- [EXERCISE MATERIALS]

"""

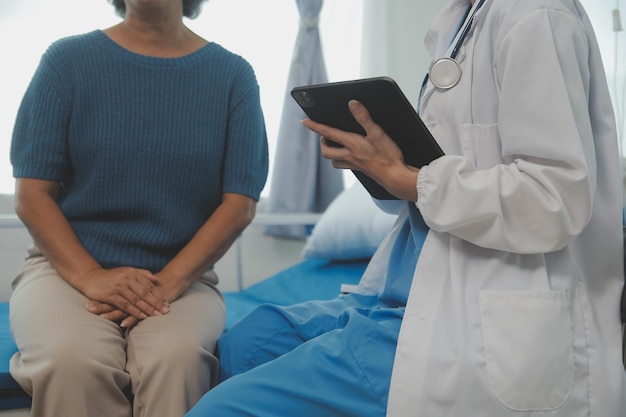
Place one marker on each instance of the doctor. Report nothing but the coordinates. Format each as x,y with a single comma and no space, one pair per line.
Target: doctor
512,308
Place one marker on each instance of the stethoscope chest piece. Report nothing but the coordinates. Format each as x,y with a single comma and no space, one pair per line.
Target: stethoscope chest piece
445,73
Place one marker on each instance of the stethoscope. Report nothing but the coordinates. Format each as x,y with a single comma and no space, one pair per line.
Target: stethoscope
445,72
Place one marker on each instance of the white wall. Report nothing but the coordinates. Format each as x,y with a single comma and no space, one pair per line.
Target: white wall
393,44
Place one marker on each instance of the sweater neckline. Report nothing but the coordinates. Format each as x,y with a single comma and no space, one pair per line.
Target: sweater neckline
184,60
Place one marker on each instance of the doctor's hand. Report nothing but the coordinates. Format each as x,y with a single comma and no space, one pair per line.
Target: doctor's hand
374,154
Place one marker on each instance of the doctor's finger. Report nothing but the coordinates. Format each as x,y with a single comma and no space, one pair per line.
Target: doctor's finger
338,136
362,116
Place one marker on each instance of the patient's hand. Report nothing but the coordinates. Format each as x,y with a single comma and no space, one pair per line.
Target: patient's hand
118,291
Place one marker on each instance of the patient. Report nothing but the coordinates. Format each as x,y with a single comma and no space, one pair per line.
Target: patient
140,152
497,291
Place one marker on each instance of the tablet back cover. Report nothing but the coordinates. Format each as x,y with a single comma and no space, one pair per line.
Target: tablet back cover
389,108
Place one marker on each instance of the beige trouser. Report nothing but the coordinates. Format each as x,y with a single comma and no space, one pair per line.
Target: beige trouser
77,364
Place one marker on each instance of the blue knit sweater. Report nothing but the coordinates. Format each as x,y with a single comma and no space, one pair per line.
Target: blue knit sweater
143,147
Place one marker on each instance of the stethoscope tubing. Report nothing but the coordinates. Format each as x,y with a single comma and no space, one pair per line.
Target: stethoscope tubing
445,73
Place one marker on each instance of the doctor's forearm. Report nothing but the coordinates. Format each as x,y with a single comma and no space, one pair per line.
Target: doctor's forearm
401,181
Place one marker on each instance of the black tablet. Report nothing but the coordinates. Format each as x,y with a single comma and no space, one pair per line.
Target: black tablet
389,108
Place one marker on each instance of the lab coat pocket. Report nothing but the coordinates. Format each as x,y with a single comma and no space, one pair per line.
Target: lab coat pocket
481,144
528,348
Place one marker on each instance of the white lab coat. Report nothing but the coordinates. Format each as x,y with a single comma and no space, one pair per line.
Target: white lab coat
514,306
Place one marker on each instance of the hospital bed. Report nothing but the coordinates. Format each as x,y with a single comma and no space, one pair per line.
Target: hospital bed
334,257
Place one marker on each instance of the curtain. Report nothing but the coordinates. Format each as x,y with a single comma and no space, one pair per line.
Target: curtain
302,180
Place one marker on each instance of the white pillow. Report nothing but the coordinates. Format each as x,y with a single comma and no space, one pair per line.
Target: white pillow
352,227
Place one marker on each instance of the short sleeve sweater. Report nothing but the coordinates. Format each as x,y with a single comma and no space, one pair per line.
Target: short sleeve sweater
143,147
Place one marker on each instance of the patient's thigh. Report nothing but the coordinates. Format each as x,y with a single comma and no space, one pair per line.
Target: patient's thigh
271,331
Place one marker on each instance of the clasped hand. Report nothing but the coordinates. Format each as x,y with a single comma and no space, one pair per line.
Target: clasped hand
126,295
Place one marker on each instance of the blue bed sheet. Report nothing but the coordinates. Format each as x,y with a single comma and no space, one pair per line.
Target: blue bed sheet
307,280
311,279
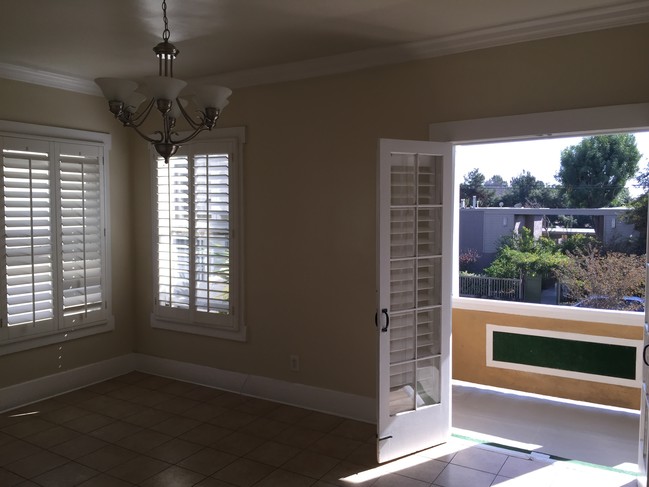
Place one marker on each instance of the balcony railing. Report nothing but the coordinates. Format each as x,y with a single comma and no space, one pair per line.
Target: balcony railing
491,288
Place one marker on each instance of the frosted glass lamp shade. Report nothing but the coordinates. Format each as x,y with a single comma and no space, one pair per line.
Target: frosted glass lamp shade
163,87
133,101
116,89
211,96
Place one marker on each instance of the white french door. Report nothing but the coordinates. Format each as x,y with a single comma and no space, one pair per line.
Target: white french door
643,450
415,218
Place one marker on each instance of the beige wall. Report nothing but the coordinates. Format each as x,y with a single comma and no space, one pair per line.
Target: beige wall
310,196
310,190
470,358
27,103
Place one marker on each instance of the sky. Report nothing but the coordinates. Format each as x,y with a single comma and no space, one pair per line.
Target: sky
542,158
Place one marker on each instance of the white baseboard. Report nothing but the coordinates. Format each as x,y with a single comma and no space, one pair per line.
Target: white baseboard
328,401
53,385
341,404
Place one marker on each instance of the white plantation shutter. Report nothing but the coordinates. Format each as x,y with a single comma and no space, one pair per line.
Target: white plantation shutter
196,259
173,233
54,264
81,233
28,229
212,233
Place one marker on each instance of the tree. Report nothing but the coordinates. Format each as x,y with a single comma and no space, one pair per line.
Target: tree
609,277
522,254
528,191
594,172
473,185
638,214
497,181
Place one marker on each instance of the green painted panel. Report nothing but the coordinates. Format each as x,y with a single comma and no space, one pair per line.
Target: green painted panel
559,353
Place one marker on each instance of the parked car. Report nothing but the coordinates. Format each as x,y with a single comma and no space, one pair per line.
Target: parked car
627,303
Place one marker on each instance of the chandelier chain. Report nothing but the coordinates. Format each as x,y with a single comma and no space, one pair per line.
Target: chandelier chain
165,33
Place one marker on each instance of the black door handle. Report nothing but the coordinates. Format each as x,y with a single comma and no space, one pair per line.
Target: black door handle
387,320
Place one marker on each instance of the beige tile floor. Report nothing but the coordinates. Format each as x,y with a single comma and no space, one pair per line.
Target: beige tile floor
145,430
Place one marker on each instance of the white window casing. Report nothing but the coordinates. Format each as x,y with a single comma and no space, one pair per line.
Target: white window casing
54,271
198,237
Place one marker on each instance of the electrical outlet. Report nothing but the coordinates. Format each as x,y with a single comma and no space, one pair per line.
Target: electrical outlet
294,363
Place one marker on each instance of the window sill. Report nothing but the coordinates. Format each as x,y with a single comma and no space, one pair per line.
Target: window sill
54,337
612,317
204,330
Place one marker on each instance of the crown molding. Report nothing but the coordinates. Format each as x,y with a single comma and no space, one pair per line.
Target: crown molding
49,79
635,12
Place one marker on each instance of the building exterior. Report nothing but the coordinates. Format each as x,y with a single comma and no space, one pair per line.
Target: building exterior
482,229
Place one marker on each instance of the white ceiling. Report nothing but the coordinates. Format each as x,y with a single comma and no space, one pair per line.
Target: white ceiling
71,42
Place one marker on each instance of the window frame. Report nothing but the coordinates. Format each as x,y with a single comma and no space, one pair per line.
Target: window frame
222,140
12,341
533,126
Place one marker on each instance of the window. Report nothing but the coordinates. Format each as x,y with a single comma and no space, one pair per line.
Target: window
198,239
589,121
54,278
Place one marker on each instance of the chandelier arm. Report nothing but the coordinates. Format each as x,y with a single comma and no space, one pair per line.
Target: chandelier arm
197,131
146,137
142,116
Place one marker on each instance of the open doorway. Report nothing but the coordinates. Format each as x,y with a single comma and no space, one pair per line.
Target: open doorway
509,322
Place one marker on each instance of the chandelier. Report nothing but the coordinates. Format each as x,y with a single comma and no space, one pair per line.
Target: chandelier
163,91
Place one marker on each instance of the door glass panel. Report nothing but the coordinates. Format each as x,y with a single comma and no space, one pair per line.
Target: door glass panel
429,179
415,281
402,393
402,232
402,338
402,180
429,231
429,332
428,386
429,277
402,285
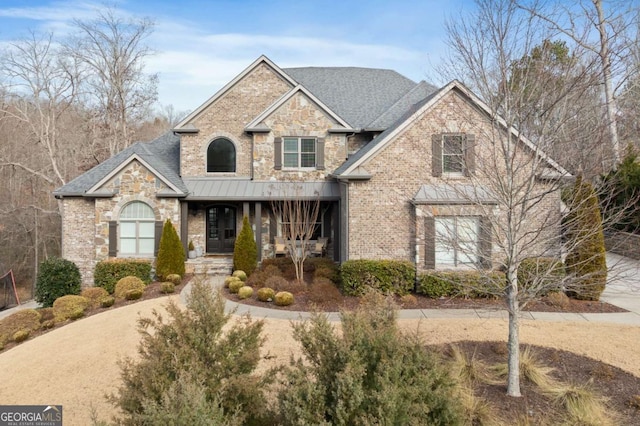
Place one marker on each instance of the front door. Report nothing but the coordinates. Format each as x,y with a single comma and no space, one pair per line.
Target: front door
221,229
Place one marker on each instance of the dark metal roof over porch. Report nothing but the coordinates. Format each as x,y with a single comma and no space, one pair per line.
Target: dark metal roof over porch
249,190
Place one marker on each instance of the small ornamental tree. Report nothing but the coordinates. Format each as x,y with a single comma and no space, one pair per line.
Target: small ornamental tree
245,251
57,277
170,253
586,262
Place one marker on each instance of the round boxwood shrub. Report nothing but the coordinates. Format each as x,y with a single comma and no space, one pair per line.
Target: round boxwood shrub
174,278
95,295
240,274
21,335
266,294
133,294
128,283
70,306
107,301
235,285
283,298
167,287
245,292
56,277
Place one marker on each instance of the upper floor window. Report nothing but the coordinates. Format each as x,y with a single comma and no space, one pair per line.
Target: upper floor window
453,154
298,152
137,229
221,156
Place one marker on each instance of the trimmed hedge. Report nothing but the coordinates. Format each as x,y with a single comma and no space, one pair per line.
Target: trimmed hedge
109,272
461,283
387,276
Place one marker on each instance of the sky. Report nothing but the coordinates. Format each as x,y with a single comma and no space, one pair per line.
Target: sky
201,45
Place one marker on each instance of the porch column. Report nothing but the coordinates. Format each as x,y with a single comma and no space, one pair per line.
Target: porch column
258,225
184,228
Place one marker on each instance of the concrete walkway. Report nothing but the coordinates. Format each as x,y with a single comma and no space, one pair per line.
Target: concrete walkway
623,290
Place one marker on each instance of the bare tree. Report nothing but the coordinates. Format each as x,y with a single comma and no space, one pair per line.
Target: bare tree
119,93
298,214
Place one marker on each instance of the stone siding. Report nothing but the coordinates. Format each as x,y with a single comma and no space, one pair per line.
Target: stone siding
227,117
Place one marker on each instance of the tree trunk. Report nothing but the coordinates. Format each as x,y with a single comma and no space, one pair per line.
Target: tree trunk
513,380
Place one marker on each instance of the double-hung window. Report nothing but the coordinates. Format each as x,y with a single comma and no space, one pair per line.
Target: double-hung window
299,152
457,240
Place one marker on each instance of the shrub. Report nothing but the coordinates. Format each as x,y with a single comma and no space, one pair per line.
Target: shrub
283,298
133,294
107,302
108,272
167,287
240,274
235,285
94,295
128,283
66,307
387,276
24,319
21,335
266,294
245,251
170,258
368,374
540,275
245,292
586,259
56,277
174,278
190,371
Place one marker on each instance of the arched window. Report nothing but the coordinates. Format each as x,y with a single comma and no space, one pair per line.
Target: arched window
221,156
137,229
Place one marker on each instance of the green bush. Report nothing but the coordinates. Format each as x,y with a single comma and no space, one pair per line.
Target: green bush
245,251
56,277
95,295
387,276
370,374
283,298
245,292
167,287
539,276
461,283
128,283
585,263
170,258
266,294
174,278
108,272
193,368
71,306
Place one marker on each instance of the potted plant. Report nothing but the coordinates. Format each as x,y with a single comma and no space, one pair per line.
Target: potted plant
192,250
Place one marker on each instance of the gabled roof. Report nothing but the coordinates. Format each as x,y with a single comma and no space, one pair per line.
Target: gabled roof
358,95
161,156
261,60
377,144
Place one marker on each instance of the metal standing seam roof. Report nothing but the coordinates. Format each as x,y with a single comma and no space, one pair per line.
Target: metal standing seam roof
249,190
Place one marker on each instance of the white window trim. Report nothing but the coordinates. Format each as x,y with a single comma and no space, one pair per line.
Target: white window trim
299,153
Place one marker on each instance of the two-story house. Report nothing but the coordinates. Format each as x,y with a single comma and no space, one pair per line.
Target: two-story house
394,164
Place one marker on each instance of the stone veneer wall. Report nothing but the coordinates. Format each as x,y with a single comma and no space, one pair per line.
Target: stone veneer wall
78,235
382,220
227,117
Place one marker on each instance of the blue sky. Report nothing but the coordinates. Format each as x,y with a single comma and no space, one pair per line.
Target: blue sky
201,45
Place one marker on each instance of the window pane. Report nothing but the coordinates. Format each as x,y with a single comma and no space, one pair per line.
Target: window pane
127,229
128,245
291,160
307,160
146,245
290,144
308,145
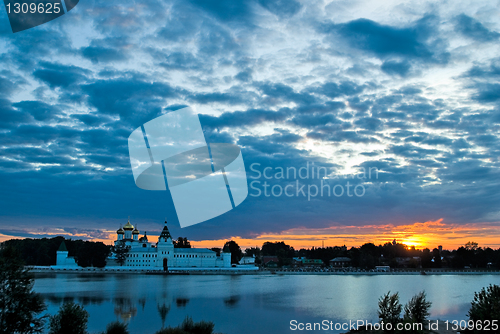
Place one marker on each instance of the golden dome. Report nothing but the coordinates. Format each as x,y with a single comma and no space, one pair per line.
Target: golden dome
128,226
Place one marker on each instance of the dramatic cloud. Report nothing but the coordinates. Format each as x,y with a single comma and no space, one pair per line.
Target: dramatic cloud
407,91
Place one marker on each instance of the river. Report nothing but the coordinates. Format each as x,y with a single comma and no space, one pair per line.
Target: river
249,304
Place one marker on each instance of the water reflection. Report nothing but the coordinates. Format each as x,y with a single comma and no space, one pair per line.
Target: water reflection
163,311
148,303
124,309
181,302
231,301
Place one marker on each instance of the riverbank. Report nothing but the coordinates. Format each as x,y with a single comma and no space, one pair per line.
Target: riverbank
250,270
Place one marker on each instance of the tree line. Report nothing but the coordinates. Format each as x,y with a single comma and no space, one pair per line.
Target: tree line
393,254
21,308
42,252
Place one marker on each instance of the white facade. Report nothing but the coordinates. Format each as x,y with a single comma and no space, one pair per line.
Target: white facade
145,254
62,258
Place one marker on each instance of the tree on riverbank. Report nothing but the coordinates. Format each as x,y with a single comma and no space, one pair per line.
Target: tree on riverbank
120,249
20,306
389,309
188,326
485,307
71,318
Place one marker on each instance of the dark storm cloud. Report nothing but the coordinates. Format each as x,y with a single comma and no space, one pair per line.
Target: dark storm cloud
243,118
384,40
311,121
181,61
392,67
133,99
281,92
10,116
487,92
102,54
58,75
281,8
227,10
39,110
472,28
333,90
64,147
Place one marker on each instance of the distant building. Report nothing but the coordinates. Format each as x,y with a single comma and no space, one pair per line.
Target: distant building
162,254
270,261
312,262
383,268
62,258
247,260
340,262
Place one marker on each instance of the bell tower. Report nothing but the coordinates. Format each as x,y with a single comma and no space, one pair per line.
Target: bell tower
165,248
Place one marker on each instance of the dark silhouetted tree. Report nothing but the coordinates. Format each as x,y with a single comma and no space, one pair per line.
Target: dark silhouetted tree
417,309
116,328
120,249
235,250
19,304
389,309
182,243
71,318
485,306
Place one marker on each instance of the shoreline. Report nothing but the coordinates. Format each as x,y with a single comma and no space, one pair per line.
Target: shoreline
249,271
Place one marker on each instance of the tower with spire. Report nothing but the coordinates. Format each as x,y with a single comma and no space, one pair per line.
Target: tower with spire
143,254
165,248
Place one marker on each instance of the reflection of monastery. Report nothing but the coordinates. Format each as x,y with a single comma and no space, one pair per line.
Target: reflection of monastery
162,254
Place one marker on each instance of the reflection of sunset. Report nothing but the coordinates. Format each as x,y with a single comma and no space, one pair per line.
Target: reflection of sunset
429,234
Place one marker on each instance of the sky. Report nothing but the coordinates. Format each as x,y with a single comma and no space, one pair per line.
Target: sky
409,90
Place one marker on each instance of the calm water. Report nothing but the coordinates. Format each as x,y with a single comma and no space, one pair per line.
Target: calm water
250,304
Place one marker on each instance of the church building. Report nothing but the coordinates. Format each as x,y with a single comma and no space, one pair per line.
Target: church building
162,254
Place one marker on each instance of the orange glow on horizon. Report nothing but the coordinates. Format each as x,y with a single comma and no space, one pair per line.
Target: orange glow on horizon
429,234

"""

- [EXERCISE GOAL] Exactly repeat the lines from the line that contains "Place one marker on each instance of the bell" to the end of the entries, both included, and leave out all other lines.

- [COMPLETE ANSWER]
Place one marker on each instance of the bell tower. Report nothing but the coordinates. Format each as x,y with a single comma and no space, one pair per line.
Target: bell tower
165,248
Place one marker on each instance of the dark silhouetted tree. Report nothing but the coordinates. Format each as x,y with a single comma and no space, one pair per line.
Target: dark silhouetted tree
417,309
116,328
120,249
235,250
19,304
389,309
182,243
71,318
485,306
Place one marker on each instance of the shoreline. Report nothing but the coordinates. Format each as x,y with a single comma and no space, one pair per line.
Target: shoreline
249,271
Place one marker on each instance of the tower with spire. Report nothing but the coordinates. Format each as x,y with a single comma and no space, one pair per line.
Target: tower with spire
143,254
165,248
Place one marker on each instance of the reflection of monastery. Report nothing but the coordinates. Format each as x,y with a single comma and no space, one pair per line.
Target: reflection of monastery
162,254
Place one marker on each instance of the reflection of sunset. Report nothing but the coordinates. Format each as x,y with a single comma and no space, one pair per line.
Target: reflection of sunset
429,234
Place one marker on each instance of the sky. Report nothing but the coordinates. Format each as x,y with a single comma and no space, one pair per line.
Target: sky
409,90
Place one marker on each instance of the calm water. Report nothing but the coordinates. Format each as x,y with a single comma and no space, one pair per line.
Target: calm water
250,304
Place one marker on each instance of the church building. Report nothing but the coordinates. Format each as x,y with a single comma and no space, one pair per line.
Target: church building
162,254
Place one marker on each instance of the orange glow on horizon. Report nothing but the coordinates. Format each as x,y with a single comma and no space, one pair per line.
Target: orange glow on horizon
429,234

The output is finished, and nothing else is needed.